## Task to complete
Please transcribe the part of the Crohn's disease abstract below between "Long-term outcomes of anti-tumor" and "and hepatology open.", inclusive.

## Document section
Long-term outcomes of anti-tumor necrosis factor therapy and surgery in nonperianal fistulizing Crohn's disease
Sudheer K Vuyyuru , Devendra Desai , Saurabh Kedia , Pavan Dhoble , Pabitra Sahu , Bhaskar Kante , Samagra Agarwal , Sawan Bopanna , Rajan Dhingra , Pratap Mouli Venigalla, Raju Sharma , Siddhartha Datta Gupta , Govind Makharia , Peush Sahni , Vineet Ahuja
Published Mar 2021, in the Journal of gastroenterology and hepatology open.
Background: Unlike perianal fistula, long-term outcomes of nonperianal fistulae (NPF) in Crohn's disease (CD) are not clear. We aimed to compare the outcomes of medical and surgical therapies in patients with NPF. Methods: We retrospectively analyzed the records of patients of CD with NPF who were prospectively followed from January 2005 to December 2018. Results: Of the 53 patients with NPF [mean age at presentation:29 ± 14 years; 54.7% male; median duration of follow-up: 47 months (interquartile range [IQR]:26-76 months)], enteroenteric fistula (37.8%) was the most common presentation. Of 22 patients treated with anti-tumor necrosis factor (TNF) therapy, complete response was achieved in 40.9% (n = 9). Overall probability of maintaining response was similar between the anti-TNF and surgical groups (95.2% vs 82.4%; 71% vs 76%; and 63% vs 69%% [P = 0.8] at 1, 2, and 3 years, respectively), with only 13.6% of patients treated with biologicals requiring surgery over 56 months. Twenty-one patients required upfront surgery (small bowel or ileocolonic resection with/without diversion; 28.5% emergent), with 47.6% postoperative recurrence over 36 months, of which nine patients required biologicals (77.7% response to anti-TNF therapy). Long-term outcome was comparable between medically and surgically treated patients; 6.4% developed tuberculosis on anti-TNF therapy. Two patients (3.7%) developed malignancy (one - enteroenteric, one - colovesical). Conclusion: Anti-TNF therapy appears to be as effective as surgery in this retrospective analysis of patients with NPFCD, and it may be indicated in the absence of abscess and other complications. These patients are at higher risk of fistula-associated malignancy, which requires a lower threshold for suspicion, especially over the long term in the presence of nonresponse to medical therapy.
Keywords: anti‐tumor necrosis factor; nonperianal fistula.

## Excerpted records
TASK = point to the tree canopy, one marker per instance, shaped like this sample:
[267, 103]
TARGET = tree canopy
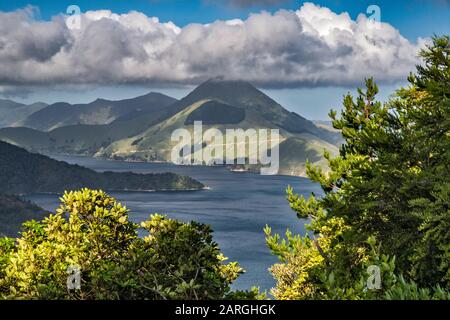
[386, 197]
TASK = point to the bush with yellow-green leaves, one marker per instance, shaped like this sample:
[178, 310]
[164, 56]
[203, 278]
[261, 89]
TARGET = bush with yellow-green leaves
[92, 231]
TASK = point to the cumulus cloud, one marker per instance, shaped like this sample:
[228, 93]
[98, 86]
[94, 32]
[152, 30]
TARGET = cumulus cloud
[251, 3]
[311, 46]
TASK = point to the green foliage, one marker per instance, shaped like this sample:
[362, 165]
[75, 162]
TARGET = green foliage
[92, 231]
[389, 183]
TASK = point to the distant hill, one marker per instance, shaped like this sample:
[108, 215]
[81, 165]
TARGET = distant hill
[98, 112]
[12, 112]
[231, 104]
[14, 212]
[144, 131]
[23, 172]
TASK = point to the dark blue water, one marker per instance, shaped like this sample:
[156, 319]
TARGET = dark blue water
[238, 206]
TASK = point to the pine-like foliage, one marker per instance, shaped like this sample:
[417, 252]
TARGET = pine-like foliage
[390, 183]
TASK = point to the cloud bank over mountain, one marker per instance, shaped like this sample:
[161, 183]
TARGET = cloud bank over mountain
[311, 46]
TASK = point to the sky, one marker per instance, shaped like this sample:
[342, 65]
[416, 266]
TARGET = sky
[304, 54]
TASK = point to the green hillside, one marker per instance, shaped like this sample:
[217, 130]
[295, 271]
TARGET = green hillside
[227, 105]
[14, 212]
[12, 112]
[144, 132]
[23, 172]
[98, 112]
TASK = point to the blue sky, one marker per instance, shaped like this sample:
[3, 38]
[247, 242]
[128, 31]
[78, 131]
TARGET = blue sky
[413, 19]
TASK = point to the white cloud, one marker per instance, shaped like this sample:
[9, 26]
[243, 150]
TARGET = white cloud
[312, 46]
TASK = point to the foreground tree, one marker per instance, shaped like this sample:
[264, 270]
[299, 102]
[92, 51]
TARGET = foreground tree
[386, 199]
[91, 232]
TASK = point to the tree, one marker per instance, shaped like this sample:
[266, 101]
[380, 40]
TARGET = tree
[389, 188]
[92, 232]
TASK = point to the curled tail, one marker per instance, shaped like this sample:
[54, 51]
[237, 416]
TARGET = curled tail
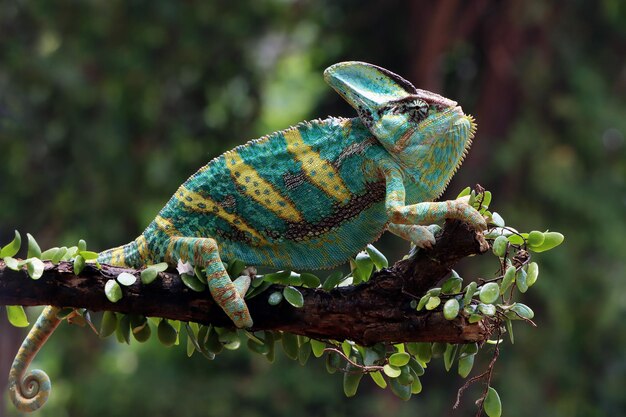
[29, 392]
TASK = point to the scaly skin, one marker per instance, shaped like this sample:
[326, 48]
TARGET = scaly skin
[310, 196]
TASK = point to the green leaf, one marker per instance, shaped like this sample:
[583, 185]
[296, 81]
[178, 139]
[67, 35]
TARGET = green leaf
[451, 309]
[509, 330]
[293, 296]
[466, 191]
[79, 264]
[380, 261]
[12, 263]
[364, 264]
[422, 302]
[492, 404]
[533, 273]
[122, 332]
[12, 248]
[143, 333]
[487, 309]
[290, 345]
[17, 316]
[160, 267]
[515, 239]
[35, 268]
[449, 354]
[521, 281]
[469, 293]
[424, 351]
[416, 367]
[519, 310]
[497, 219]
[275, 298]
[34, 251]
[399, 359]
[318, 348]
[535, 238]
[401, 391]
[166, 333]
[126, 279]
[452, 285]
[351, 380]
[48, 254]
[310, 280]
[346, 346]
[88, 255]
[508, 280]
[333, 280]
[406, 377]
[391, 371]
[416, 386]
[148, 275]
[378, 379]
[499, 246]
[279, 277]
[475, 318]
[58, 255]
[486, 200]
[551, 240]
[333, 362]
[236, 267]
[489, 293]
[113, 291]
[432, 303]
[304, 352]
[108, 324]
[465, 365]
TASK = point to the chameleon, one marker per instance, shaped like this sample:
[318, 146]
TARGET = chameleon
[304, 198]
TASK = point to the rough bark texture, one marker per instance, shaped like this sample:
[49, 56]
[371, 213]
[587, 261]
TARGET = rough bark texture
[376, 311]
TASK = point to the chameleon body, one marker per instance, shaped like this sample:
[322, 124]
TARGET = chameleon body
[307, 197]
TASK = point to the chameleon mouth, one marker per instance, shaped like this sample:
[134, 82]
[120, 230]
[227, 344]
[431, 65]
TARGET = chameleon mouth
[465, 122]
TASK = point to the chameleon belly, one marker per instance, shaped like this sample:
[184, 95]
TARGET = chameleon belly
[286, 200]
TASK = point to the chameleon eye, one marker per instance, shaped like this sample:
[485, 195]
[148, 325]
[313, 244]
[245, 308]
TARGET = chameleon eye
[418, 111]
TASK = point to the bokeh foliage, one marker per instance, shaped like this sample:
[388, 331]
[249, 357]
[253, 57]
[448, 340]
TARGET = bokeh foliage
[106, 107]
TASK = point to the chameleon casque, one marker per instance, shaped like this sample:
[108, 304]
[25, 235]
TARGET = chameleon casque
[308, 197]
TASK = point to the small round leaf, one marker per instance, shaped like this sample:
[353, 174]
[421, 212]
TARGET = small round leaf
[492, 404]
[451, 309]
[489, 292]
[113, 291]
[126, 279]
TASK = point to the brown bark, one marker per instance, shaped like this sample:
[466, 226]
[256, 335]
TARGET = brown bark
[376, 311]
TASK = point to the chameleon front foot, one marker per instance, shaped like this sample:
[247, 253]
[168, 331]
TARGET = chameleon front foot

## Result of the task
Long-term outcomes of anti-tumor necrosis factor therapy and surgery in nonperianal fistulizing Crohn's disease
Sudheer K Vuyyuru , Devendra Desai , Saurabh Kedia , Pavan Dhoble , Pabitra Sahu , Bhaskar Kante , Samagra Agarwal , Sawan Bopanna , Rajan Dhingra , Pratap Mouli Venigalla, Raju Sharma , Siddhartha Datta Gupta , Govind Makharia , Peush Sahni , Vineet Ahuja
Published Mar 2021, in the Journal of gastroenterology and hepatology open.